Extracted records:
━━━
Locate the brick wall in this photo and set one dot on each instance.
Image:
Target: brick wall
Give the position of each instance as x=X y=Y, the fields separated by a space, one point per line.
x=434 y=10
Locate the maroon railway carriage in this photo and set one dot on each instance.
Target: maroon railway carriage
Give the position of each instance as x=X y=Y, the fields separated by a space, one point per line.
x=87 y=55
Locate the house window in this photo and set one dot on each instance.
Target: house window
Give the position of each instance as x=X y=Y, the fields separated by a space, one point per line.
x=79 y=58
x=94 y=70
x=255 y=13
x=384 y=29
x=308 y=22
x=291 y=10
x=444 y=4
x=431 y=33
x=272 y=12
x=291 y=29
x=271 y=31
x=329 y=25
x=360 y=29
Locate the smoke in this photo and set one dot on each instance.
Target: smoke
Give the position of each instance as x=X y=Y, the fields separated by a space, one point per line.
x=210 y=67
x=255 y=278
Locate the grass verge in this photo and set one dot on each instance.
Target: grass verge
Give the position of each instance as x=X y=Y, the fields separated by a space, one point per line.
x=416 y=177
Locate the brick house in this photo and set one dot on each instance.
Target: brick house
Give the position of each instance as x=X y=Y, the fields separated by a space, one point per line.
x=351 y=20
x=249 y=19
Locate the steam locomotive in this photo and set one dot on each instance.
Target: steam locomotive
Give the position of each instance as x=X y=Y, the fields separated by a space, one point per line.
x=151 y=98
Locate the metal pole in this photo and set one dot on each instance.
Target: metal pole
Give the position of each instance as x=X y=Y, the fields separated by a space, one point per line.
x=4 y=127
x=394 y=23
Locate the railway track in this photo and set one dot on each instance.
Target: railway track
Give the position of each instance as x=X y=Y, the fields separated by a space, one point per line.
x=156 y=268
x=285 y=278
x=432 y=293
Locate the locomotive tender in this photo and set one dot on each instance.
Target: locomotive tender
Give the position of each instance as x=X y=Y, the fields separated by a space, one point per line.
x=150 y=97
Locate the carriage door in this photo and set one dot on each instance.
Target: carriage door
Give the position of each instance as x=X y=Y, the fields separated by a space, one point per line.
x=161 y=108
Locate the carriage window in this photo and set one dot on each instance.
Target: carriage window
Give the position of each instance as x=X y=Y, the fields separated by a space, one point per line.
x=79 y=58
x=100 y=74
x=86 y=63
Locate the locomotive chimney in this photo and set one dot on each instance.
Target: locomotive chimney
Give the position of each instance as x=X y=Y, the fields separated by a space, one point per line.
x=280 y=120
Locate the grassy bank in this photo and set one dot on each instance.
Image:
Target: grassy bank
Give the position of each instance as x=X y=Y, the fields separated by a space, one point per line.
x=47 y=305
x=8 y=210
━━━
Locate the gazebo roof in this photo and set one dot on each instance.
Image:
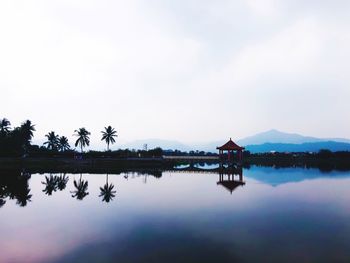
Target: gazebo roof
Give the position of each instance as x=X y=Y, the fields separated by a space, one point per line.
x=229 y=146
━━━
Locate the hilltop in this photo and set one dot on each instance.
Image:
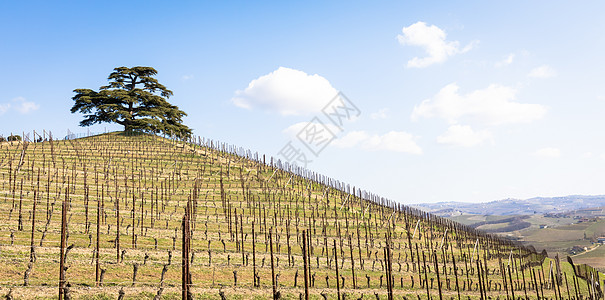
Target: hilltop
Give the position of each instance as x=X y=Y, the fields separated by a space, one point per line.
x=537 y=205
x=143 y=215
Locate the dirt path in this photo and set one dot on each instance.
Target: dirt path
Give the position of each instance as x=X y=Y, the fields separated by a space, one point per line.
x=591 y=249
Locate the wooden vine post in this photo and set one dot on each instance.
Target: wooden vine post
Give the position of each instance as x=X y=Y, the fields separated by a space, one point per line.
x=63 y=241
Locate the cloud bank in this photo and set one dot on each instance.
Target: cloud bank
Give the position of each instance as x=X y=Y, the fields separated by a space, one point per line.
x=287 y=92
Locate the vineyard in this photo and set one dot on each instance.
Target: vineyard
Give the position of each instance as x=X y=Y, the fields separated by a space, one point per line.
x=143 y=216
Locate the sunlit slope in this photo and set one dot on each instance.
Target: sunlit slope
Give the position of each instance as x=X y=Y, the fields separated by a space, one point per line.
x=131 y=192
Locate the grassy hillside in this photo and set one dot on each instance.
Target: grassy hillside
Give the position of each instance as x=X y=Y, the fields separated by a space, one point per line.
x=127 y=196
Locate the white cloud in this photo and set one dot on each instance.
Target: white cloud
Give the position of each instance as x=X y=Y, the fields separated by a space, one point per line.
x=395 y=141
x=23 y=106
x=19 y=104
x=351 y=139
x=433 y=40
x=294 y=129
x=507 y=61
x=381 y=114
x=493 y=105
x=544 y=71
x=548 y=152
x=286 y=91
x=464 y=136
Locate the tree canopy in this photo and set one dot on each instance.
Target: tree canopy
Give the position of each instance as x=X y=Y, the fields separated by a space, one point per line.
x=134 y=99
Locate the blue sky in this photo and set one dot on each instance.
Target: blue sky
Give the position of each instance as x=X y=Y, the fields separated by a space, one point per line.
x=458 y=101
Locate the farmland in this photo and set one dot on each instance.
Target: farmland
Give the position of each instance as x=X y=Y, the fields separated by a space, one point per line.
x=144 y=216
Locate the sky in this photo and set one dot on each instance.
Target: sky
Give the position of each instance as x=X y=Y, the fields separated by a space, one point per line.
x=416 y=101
━━━
Task statement ::
Could you restate, word for word, the lines above from the one with "Locate the brick wall" to the one with "Target: locomotive tender", both included?

Answer space ::
Locate the brick wall in this photo and set one dot on each instance.
Image:
Target: brick wall
Give the position of each instance as x=X y=Y, the fields separated by a space, one point per line.
x=434 y=10
Locate the maroon railway carriage in this photo and set one dot on each instance.
Target: maroon railway carriage
Give the position of each instance as x=X y=Y, the fields separated by a space, one point per line.
x=87 y=55
Locate the house window in this photo and set one dot on each instance.
Target: house window
Give the position of each instance as x=X y=Y, the fields separated by a space, one point per line.
x=79 y=58
x=94 y=70
x=255 y=13
x=384 y=29
x=308 y=22
x=291 y=10
x=444 y=4
x=431 y=33
x=272 y=12
x=291 y=29
x=271 y=31
x=329 y=25
x=360 y=29
Locate the smoke in this photo and set one dot on each instance.
Target: smoke
Give the position of each instance as x=X y=Y, the fields separated by a space, one point per line.
x=210 y=67
x=255 y=278
Locate the grass verge in this photo and set one dot on each instance.
Target: grass verge
Give the position of each instance as x=X y=Y, the fields separated by a space, one point per line.
x=416 y=177
Locate the brick house in this photo and set one dot on each instance.
Target: brick house
Give the position of each instance as x=X y=Y, the fields separated by a space, one point per line.
x=351 y=20
x=249 y=19
Locate the steam locomotive in this photo and set one dot on each instance.
Target: steam locomotive
Give the position of each instance as x=X y=Y, the fields separated by a space, one point per line.
x=151 y=98
Locate the metal pole in this photo and set one dot on each instance.
Target: metal pole
Give the position of each instance as x=X y=Y, the fields separated by a space, one point per line.
x=4 y=127
x=394 y=23
Locate the railway track in this photo and set one dot on each instance.
Target: railway track
Give the position of each instance as x=X y=Y, the fields separated by a space, one point per line.
x=156 y=268
x=285 y=278
x=432 y=293
Locate the locomotive tender in this photo and set one dot on each instance.
Target: locomotive tender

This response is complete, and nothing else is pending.